— BEGIN Extracted data —

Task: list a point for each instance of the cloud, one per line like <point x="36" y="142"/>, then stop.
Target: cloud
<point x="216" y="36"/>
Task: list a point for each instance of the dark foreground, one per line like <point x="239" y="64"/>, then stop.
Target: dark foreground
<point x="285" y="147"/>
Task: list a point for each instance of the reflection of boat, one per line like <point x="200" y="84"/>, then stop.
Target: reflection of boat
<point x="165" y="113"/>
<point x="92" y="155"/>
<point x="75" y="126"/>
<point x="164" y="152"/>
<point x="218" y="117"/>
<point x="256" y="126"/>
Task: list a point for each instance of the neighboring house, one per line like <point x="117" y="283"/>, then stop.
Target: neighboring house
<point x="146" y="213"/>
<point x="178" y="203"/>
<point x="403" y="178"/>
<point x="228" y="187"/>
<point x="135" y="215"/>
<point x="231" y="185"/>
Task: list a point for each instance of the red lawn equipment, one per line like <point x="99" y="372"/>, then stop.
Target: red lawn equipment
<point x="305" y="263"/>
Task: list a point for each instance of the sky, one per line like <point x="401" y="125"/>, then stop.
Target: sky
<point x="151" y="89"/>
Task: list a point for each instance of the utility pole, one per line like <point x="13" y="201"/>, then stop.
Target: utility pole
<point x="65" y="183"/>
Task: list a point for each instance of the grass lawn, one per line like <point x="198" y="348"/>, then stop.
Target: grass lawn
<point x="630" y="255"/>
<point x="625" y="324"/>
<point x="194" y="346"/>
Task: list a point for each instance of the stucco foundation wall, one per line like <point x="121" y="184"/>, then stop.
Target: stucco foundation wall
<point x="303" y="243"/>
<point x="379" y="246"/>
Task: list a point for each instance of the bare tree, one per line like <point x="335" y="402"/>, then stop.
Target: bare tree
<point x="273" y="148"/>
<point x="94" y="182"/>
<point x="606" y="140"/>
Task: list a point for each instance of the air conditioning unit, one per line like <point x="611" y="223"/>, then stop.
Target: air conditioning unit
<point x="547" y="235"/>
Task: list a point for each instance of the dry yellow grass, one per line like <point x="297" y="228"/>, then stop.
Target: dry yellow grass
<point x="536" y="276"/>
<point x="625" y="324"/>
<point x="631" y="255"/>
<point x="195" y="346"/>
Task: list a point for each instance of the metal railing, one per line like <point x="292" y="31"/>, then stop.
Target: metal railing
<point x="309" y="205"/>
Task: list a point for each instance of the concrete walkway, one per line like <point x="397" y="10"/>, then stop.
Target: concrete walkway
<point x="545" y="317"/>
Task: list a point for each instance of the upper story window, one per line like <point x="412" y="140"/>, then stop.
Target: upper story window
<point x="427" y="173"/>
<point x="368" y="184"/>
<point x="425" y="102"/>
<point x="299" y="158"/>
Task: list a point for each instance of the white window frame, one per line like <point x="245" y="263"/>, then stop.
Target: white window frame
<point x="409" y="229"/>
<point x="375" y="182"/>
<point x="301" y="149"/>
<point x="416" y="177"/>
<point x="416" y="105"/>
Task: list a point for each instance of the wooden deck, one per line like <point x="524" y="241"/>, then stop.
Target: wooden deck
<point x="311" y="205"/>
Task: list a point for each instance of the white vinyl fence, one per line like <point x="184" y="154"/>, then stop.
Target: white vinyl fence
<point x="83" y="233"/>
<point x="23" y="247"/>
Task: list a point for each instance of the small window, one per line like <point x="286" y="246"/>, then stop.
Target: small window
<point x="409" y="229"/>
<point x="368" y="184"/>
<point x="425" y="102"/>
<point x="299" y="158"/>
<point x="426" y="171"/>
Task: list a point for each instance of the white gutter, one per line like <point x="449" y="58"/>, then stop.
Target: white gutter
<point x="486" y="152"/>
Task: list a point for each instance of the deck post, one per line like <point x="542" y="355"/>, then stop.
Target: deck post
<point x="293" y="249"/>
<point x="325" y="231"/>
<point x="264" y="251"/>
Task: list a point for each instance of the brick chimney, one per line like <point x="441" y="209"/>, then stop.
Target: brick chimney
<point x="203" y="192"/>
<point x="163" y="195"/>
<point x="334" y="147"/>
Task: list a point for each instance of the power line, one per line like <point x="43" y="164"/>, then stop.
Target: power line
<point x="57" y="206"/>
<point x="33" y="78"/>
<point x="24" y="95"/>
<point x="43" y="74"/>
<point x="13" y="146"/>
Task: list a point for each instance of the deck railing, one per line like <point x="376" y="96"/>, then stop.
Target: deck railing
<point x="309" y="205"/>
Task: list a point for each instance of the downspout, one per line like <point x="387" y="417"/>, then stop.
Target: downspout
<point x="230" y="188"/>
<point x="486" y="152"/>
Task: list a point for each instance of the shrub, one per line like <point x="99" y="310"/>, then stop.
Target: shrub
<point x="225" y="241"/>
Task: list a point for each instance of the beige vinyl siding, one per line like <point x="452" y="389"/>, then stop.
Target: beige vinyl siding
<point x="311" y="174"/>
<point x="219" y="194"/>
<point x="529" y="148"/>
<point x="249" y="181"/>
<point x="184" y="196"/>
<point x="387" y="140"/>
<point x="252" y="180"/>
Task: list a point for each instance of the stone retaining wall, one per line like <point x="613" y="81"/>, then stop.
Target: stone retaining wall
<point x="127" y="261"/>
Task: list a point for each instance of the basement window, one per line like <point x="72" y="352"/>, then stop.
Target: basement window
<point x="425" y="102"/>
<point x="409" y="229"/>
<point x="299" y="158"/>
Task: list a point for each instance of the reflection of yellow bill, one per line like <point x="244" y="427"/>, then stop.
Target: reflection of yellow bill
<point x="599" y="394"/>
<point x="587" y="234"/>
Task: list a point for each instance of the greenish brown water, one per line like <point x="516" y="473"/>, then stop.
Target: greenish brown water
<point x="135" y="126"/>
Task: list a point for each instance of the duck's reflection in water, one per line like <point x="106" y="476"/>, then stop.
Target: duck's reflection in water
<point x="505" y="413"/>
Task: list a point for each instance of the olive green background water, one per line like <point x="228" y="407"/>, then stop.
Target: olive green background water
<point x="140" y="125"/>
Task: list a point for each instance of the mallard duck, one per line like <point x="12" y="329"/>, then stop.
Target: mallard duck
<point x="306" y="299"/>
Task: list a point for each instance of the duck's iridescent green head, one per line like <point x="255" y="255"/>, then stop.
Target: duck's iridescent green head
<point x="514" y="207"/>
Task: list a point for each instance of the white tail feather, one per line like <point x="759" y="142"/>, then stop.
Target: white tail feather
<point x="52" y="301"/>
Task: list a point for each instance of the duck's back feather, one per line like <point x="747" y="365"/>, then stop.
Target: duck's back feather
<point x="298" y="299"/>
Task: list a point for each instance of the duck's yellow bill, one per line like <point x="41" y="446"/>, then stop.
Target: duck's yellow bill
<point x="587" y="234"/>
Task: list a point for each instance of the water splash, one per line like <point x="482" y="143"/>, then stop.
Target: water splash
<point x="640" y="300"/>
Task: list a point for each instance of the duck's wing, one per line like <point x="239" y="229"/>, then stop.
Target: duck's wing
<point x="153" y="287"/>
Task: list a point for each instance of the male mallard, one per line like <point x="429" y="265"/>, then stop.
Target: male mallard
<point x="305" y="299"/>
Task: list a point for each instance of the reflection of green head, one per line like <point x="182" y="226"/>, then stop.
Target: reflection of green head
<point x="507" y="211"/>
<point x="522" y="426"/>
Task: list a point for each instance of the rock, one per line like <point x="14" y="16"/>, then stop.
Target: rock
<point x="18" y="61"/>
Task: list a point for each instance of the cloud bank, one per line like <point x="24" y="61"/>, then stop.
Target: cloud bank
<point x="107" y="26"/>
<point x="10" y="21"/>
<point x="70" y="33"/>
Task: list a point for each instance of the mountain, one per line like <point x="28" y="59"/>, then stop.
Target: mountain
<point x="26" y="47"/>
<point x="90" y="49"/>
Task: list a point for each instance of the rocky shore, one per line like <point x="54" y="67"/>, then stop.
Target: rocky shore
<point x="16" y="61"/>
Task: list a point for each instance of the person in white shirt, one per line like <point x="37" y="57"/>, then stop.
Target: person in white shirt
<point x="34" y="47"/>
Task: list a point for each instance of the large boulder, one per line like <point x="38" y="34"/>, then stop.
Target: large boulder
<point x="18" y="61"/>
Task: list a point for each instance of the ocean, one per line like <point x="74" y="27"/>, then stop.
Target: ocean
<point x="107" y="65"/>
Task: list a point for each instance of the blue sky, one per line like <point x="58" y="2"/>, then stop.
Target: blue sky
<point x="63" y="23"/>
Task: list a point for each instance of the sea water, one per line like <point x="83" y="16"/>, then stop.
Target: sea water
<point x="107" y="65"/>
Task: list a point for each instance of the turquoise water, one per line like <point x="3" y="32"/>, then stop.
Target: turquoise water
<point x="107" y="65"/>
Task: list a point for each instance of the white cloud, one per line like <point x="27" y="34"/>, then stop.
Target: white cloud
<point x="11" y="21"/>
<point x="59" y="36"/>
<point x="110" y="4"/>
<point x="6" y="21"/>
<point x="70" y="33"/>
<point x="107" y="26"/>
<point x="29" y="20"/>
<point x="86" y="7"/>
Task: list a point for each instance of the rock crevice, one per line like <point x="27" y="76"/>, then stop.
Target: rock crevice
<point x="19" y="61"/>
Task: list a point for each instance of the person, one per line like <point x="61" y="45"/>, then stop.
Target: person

— END Extracted data —

Rewrite everything from the line containing "Task: list a point for each instance of the large" down to the end of the rows, switching "turquoise water" to "clear water" and leaving all else unchanged.

Task: list a point for each instance of the large boulder, one per line like <point x="38" y="34"/>, then stop.
Target: large boulder
<point x="18" y="61"/>
Task: list a point for each instance of the ocean, one per line like <point x="74" y="27"/>, then stop.
Target: ocean
<point x="107" y="65"/>
Task: list a point for each instance of the blue sky, one per line like <point x="58" y="2"/>, then stop.
Target: blue sky
<point x="63" y="23"/>
Task: list a point for each instance of the sea water, one per line like <point x="83" y="16"/>, then stop.
Target: sea water
<point x="107" y="65"/>
Task: list a point for each instance of the clear water, one per line like <point x="3" y="32"/>, then stop.
Target: clear water
<point x="107" y="65"/>
Task: list a point for each instance of the white cloud, one per line like <point x="27" y="34"/>, then stop.
Target: white cloud
<point x="11" y="21"/>
<point x="59" y="36"/>
<point x="110" y="4"/>
<point x="6" y="21"/>
<point x="70" y="33"/>
<point x="107" y="26"/>
<point x="29" y="20"/>
<point x="86" y="7"/>
Task: list a point for each instance of the rock crevice, one per line like <point x="27" y="76"/>, then stop.
Target: rock crevice
<point x="19" y="61"/>
Task: list a point for each instance of the person, one per line like <point x="61" y="45"/>, then stop.
Target: person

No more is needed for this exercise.